» **Document segment**:

··········

# How to get a two-tracked blocked off?



## fishonjr (Feb 16, 2006)

Here's the situation, a few years ago there was some logging that happened on state land where I'm hunting.At the conclusion of it, the road that was made was blocked off by a big pile of dirt. Over time, people have knocked down the berm of dirt, and have also created a loop around it, therefore creating about a 1/4 mile of two track that dead ends once you get into the logging area. My question is how, if even possible, would someone go about getting that blocked off again? Would it be illegal for me to haul a bunch of brush from the woods and block it off?


Sent from my fingertips


----------



## malainse (Sep 2, 2002)

I would contact the DNR field office where this property is located.

No, do not bock the two track yourself.
----------------------------------------------
Use this link to find the field office.

http://www.michigan.gov/dnr/0,1607,7-153-42199-24666--,00.html


----------



## fishonjr (Feb 16, 2006)

Thank you, I certainly will call and ask about it. 


Sent from my fingertips


----------



## Petronius (Oct 13, 2010)

··········

» **Required tasks**:
A) Reproduce the forum thread verbatim from "## malainse (Sep" up to and including "the field office.".
B) In the forum thread, whom does malainse recommend contacting?
C) For each statement, say whether it agrees with the forum thread, and quote the words that decide it. (i) The road made during the logging was first blocked off by a pile of dirt. (ii) The two track runs about a mile before it dead ends. (iii) The logging happened on state land.

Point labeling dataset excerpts
··········

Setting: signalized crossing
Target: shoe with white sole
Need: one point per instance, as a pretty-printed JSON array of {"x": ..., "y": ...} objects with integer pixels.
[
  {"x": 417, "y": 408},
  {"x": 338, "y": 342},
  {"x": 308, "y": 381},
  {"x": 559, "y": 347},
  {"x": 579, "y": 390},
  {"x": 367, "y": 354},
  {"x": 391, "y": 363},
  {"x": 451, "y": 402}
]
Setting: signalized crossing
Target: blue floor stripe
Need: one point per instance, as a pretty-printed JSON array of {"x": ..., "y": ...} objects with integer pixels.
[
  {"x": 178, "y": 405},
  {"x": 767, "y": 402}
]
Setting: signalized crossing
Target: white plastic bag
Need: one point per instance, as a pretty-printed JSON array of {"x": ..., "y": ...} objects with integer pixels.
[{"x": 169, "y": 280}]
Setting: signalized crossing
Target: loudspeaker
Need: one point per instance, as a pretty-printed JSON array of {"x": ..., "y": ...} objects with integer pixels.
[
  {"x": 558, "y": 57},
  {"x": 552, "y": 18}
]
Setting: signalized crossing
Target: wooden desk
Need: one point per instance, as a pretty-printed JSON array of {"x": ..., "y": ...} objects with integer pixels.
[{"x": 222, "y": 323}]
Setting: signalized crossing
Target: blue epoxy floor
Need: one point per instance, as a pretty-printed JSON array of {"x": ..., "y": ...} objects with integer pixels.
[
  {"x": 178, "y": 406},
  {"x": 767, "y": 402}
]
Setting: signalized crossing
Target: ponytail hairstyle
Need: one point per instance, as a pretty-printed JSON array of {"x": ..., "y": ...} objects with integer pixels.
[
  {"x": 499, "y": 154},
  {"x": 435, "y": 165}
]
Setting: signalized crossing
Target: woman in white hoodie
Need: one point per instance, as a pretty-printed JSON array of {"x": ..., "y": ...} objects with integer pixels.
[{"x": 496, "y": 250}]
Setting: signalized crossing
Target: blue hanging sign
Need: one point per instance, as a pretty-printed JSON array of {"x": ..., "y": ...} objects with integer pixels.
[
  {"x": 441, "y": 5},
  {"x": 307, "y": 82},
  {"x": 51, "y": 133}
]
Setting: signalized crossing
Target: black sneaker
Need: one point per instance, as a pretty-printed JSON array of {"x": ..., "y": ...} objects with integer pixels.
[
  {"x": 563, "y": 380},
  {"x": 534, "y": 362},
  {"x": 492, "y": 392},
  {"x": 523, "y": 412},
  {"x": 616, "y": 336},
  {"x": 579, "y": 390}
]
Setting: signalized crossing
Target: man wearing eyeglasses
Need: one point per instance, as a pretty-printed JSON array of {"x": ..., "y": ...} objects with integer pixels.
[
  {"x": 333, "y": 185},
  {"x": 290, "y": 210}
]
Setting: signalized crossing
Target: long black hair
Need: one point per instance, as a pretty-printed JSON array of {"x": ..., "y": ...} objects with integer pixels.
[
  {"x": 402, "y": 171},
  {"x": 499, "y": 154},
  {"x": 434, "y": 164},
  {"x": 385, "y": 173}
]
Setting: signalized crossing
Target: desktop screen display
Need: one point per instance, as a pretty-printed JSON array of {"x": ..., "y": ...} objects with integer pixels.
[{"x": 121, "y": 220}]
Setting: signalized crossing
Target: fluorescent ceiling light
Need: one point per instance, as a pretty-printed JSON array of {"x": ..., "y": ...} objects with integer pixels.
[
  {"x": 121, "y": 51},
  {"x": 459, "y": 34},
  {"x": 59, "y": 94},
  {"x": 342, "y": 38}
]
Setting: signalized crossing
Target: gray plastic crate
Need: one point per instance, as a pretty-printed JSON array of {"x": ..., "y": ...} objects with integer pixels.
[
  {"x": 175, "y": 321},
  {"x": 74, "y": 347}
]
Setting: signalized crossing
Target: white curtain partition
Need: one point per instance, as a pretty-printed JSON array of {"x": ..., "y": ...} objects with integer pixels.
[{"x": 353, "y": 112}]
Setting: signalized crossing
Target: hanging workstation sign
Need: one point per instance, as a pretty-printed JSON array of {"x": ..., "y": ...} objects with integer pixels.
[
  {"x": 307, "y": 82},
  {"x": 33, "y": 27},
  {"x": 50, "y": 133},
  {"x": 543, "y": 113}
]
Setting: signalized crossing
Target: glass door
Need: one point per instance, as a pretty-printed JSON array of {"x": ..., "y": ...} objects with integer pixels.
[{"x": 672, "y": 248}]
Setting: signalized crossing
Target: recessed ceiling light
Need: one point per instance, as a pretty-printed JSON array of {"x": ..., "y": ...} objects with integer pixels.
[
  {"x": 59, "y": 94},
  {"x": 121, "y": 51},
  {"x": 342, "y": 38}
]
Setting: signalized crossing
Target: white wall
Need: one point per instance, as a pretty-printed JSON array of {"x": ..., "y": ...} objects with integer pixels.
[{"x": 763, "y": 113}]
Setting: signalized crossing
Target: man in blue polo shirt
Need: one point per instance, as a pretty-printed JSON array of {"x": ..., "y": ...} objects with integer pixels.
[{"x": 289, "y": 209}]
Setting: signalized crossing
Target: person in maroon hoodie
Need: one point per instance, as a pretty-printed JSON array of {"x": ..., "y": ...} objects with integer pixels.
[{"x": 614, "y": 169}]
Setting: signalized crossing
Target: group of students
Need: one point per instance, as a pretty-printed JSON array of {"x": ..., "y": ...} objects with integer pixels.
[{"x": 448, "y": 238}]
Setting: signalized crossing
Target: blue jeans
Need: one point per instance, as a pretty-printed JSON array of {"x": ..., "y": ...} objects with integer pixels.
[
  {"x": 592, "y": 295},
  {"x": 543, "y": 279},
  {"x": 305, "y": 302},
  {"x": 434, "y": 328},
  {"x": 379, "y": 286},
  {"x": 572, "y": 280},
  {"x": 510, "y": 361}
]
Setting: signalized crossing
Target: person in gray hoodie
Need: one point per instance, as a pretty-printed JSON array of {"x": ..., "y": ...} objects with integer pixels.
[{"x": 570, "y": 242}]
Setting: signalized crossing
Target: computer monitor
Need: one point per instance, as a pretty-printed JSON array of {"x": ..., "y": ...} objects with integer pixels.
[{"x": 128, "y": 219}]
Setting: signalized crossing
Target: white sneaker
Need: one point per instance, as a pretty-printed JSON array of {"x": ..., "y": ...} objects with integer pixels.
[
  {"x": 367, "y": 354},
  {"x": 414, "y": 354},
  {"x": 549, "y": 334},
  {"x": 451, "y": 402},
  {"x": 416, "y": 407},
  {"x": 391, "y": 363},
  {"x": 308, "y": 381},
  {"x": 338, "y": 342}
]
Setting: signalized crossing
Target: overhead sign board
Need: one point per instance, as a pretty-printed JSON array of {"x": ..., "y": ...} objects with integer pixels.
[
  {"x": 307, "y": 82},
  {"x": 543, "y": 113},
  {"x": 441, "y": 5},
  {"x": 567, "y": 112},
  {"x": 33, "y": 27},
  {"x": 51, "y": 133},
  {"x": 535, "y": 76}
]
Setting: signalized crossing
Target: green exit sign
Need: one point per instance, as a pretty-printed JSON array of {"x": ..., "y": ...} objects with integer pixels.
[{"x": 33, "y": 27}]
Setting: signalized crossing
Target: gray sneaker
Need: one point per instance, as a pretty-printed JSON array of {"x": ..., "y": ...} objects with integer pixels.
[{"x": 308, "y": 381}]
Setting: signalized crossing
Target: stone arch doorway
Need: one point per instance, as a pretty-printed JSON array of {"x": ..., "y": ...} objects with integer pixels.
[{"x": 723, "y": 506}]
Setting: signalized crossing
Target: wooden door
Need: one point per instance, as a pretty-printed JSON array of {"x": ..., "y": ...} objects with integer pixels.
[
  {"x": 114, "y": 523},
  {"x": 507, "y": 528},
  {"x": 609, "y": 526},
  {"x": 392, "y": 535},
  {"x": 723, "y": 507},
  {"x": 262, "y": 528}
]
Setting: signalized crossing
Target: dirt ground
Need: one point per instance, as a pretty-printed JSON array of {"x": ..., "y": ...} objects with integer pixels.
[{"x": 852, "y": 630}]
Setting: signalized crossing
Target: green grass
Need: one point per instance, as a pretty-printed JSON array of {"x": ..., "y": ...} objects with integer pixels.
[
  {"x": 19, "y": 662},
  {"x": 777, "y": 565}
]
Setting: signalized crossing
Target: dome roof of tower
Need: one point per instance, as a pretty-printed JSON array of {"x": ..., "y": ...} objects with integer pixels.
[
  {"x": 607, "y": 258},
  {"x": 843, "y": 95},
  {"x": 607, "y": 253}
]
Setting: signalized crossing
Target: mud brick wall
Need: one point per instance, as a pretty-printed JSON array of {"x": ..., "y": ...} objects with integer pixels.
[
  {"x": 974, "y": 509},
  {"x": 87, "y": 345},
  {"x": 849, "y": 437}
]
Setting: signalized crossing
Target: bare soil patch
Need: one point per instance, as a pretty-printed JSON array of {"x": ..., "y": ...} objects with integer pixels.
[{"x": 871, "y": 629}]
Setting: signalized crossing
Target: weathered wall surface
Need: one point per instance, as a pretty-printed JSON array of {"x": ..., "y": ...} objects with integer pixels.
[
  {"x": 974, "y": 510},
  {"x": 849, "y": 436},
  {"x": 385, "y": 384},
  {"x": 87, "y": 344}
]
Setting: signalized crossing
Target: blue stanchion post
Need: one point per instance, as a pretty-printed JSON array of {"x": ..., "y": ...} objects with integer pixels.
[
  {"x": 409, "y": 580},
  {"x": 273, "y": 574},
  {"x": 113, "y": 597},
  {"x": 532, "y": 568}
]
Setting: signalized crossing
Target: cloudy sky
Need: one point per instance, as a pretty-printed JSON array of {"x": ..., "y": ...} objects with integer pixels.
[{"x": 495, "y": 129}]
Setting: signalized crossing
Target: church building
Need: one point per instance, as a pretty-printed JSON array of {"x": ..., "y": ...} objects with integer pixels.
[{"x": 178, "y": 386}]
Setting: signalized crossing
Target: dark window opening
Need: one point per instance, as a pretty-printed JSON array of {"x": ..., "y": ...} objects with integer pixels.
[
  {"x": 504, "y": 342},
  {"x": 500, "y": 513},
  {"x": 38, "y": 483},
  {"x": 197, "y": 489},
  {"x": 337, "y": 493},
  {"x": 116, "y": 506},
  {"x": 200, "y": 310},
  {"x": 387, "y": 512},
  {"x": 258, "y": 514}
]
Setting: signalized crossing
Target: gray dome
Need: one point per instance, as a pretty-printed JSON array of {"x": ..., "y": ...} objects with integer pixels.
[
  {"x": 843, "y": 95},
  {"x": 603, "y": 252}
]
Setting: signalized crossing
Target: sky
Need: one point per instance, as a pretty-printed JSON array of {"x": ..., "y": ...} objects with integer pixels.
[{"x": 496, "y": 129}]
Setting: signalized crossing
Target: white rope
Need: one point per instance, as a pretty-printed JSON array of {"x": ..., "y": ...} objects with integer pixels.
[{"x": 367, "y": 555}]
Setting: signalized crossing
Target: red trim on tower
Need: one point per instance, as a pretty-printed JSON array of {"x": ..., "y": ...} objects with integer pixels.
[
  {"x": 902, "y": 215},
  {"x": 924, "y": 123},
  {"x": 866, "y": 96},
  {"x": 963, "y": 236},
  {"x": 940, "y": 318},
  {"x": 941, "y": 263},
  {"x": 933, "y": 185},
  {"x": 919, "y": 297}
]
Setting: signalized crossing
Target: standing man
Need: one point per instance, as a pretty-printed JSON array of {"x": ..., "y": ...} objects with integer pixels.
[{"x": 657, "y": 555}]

··········

» **Answers for the tasks**:
A)
## malainse (Sep 2, 2002)

I would contact the DNR field office where this property is located.

No, do not bock the two track yourself.
----------------------------------------------
Use this link to find the field office.

B) The DNR field office where the property is located.

C)
(i) Yes: "the road that was made was blocked off by a big pile of dirt"
(ii) No: "about a 1/4 mile of two track that dead ends once you get into the logging area"
(iii) Yes: "there was some logging that happened on state land where I'm hunting"